**EXCERPT PROVIDED**
*** Begin section ***

None of these are exotic in regulated industries. All of them are inconvenient for general-purpose inference stacks designed for throughput and accuracy, not regulatory primacy.

What had to be rebuilt

We did not rebuild everything. The engine vendors a fork of an open-source forward pass for the Stage 1 layer. Where existing code already does the right thing, we use it.

What we rebuilt is what could not be patched into a general-purpose stack.

The kernel family runs at fixed template parameters per matmul site. No autotuning. The same input produces the same output on the same hardware, every time, regardless of which run picked which heuristic.

The forward-pass orchestrator commits the full computational state, model SHA, tokenizer version, runtime kind byte, deployment kind, tier, quantisation scheme, to a determinism attestation signed by a per-runtime Ed25519 key. The attestation is the audit record.

The KV cache lifecycle is paged and scrub-aware. Per-tenant cache isolation. Per-cycle scrub. Per-tier capacity limits. The cache does not leak between transactions or between tenants.

The decision pipeline runs integer arithmetic at the decision boundary. Integer reductions before any float crosses a federation boundary. Floats happen inside kernels for matrix arithmetic. Floats do not happen at the decision-commit boundary.

Specific CUDA toolkit versions known to introduce non-determinism are refused at configure time. Not warned about. Refused. The toolchain is part of the determinism contract. We would rather fail to build than build something that produces different bytes on different machines.

The architecture follows from the constraints

Most engineers miss this part. ZQUAS did not decide "let's build an AI platform" and then go looking for problems to apply it to. ZQUAS started from "we have to make AI decisions that regulators can examine in detail months after the fact" and worked backward to what that requires.

The platform that fell out has properties that go beyond inference. Constitutional governance. Per-version cryptographic erasure. Federation primitives that admit any pair of bank installations that share the protocol. Cognitive-agent registration boundaries that admit additional governed agents without modifying the platform. A two-axis tenancy model where bank deployments and AI agents are orthogonal.

Our AI inference layer is one piece of that. The piece that says: when the decision-time inference happens, it happens under a platform we can prove is reproducible.

The choice that looks like hubris from one angle

Most inference engines optimise for throughput, accuracy, and latency. Ours optimises for replay attestation, federation determinism, and cryptographic auditability. We pay for it in engineering time we would rather not have spent.

That is a worse trade for almost everyone. For ZQUAS, it is the only trade that makes the regulatory commitment honest.

*** End section ***

**REQUIRED ACTIONS**
A – Reproduce word for word the part of the ZQUAS inference excerpt between "Most engineers miss" and "agents are orthogonal.", inclusive.
B – Summarize the ZQUAS inference excerpt in two sentences.

**EXTRACTED DATA**
*** Begin section ***

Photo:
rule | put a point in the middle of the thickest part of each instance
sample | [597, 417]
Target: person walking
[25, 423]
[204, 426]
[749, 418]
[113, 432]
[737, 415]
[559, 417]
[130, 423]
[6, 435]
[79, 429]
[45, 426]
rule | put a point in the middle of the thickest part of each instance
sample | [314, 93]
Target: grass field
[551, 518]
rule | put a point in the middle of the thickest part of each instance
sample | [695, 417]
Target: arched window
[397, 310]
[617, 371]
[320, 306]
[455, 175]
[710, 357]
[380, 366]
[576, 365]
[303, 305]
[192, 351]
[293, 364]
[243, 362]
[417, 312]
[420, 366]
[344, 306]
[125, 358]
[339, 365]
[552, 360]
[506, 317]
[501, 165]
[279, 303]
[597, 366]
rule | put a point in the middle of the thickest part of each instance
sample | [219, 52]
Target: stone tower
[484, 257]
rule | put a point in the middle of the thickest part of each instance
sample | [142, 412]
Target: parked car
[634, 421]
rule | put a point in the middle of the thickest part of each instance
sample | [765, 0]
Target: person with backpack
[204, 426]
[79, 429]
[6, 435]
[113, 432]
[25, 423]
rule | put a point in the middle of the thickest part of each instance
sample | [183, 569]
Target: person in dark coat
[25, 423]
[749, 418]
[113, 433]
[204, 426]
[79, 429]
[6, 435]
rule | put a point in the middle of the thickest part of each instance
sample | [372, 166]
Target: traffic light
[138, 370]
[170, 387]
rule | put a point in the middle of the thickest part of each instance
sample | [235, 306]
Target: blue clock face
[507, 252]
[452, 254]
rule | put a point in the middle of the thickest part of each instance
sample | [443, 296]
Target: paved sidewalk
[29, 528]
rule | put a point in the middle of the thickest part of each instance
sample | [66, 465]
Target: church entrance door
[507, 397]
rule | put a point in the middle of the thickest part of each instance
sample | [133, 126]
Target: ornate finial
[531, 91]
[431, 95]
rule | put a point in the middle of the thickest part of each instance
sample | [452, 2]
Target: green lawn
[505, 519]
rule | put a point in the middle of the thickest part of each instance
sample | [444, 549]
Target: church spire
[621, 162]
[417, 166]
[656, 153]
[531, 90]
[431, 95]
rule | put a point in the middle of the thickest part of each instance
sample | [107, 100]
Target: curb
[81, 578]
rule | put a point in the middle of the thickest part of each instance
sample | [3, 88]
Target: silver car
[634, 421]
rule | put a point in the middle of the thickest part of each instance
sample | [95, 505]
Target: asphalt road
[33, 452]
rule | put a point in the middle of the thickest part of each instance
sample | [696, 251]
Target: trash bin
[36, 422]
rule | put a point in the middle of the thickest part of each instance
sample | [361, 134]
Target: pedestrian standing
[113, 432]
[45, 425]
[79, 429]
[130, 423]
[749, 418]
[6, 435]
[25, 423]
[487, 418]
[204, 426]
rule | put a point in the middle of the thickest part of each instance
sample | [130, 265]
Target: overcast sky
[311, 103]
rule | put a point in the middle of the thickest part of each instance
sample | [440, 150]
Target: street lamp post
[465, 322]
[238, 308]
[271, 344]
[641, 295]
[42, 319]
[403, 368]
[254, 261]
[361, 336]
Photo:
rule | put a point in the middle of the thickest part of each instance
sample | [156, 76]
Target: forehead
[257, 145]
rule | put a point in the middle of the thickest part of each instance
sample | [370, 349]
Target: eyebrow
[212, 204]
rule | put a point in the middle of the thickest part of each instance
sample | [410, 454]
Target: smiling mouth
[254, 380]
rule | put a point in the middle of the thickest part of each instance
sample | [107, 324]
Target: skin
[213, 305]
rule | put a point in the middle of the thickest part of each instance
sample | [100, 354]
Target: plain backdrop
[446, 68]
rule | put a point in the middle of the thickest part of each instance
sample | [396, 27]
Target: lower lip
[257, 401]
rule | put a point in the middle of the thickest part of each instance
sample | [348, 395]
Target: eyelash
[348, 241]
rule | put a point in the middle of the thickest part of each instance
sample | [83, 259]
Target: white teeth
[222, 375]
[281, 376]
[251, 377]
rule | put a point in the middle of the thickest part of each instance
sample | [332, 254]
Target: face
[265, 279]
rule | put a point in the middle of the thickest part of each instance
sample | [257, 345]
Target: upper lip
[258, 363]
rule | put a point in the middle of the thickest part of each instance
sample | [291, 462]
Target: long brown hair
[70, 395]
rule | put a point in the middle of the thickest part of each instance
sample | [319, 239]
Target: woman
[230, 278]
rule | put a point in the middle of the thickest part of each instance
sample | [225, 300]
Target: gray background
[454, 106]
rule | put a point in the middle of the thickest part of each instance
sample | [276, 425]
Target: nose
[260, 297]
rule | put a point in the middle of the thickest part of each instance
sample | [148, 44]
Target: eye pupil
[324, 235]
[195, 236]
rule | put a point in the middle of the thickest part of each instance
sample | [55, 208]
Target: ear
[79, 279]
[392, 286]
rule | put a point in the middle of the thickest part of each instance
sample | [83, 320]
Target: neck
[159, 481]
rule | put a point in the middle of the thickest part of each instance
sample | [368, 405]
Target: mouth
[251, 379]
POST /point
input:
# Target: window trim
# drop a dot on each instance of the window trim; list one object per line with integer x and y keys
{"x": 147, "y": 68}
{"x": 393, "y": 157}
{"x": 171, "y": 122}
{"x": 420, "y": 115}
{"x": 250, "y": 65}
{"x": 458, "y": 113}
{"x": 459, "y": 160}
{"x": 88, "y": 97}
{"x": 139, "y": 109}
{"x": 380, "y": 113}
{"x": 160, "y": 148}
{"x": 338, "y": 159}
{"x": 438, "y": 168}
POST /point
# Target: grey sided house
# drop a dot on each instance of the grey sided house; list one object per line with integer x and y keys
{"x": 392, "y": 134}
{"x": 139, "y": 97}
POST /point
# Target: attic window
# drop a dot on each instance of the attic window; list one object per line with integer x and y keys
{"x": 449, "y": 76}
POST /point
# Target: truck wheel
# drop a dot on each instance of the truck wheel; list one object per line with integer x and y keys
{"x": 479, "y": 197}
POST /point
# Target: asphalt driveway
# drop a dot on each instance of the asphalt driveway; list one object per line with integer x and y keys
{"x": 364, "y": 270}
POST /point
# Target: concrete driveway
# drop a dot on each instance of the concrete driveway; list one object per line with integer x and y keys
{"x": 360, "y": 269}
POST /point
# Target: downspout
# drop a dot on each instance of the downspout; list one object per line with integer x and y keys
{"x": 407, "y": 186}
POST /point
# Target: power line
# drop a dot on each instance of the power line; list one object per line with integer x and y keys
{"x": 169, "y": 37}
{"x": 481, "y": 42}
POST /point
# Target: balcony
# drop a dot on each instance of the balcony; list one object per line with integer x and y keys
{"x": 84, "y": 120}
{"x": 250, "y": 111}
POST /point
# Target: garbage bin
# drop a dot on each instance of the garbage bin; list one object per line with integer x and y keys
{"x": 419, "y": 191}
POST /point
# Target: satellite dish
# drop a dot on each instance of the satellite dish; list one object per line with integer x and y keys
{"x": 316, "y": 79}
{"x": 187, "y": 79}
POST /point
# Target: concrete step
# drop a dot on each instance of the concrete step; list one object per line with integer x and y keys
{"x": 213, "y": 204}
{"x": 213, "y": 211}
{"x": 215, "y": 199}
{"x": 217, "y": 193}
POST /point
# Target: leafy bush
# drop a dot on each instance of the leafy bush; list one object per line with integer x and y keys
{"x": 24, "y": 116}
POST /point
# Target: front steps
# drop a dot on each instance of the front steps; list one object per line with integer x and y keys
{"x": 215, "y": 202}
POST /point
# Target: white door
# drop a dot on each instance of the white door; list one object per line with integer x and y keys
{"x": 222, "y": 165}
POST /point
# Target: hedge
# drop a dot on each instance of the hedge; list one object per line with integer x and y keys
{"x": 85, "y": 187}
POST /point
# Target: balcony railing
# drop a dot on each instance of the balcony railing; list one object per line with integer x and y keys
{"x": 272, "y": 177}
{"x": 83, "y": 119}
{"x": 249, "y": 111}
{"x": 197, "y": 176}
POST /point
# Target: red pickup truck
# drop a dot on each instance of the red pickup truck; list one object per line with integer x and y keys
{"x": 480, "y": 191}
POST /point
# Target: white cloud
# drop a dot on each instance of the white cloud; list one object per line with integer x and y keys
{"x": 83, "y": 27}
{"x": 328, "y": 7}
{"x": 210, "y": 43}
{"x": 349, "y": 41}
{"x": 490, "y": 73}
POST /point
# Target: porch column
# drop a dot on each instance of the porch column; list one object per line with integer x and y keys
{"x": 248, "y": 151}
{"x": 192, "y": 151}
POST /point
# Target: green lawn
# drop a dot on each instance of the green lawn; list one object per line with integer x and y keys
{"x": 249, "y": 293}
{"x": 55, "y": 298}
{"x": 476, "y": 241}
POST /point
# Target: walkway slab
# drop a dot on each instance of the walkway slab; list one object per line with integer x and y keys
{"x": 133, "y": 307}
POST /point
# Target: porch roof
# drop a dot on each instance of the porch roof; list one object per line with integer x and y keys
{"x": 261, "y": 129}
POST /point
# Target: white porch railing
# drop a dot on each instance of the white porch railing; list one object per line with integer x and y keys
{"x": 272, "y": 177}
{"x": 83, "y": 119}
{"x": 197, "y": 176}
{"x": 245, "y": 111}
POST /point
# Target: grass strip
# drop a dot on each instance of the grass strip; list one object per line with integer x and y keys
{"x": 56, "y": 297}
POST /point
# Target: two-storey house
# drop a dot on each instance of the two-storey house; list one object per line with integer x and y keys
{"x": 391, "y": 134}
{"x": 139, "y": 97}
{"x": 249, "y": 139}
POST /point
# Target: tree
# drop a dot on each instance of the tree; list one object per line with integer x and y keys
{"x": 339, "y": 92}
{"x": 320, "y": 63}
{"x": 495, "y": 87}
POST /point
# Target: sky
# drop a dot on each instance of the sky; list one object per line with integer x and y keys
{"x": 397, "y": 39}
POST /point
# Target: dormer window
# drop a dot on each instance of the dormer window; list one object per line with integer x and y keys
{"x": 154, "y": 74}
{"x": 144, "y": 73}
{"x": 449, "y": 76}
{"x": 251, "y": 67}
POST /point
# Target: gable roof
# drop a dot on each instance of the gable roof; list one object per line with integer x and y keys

*** End section ***

**SOLUTIONS**
A –
Most engineers miss this part. ZQUAS did not decide "let's build an AI platform" and then go looking for problems to apply it to. ZQUAS started from "we have to make AI decisions that regulators can examine in detail months after the fact" and worked backward to what that requires.

The platform that fell out has properties that go beyond inference. Constitutional governance. Per-version cryptographic erasure. Federation primitives that admit any pair of bank installations that share the protocol. Cognitive-agent registration boundaries that admit additional governed agents without modifying the platform. A two-axis tenancy model where bank deployments and AI agents are orthogonal.

B – ZQUAS rebuilt only what could not be patched into a general-purpose inference stack: fixed-parameter kernels with no autotuning, signed determinism attestations, an isolated and scrubbed KV cache, integer arithmetic at the decision boundary, and configure-time refusal of CUDA toolkit versions known to introduce non-determinism. This design came from the need to make AI decisions that regulators can examine months later, and it optimizes for replay attestation, federation determinism, and cryptographic auditability rather than throughput, accuracy, and latency.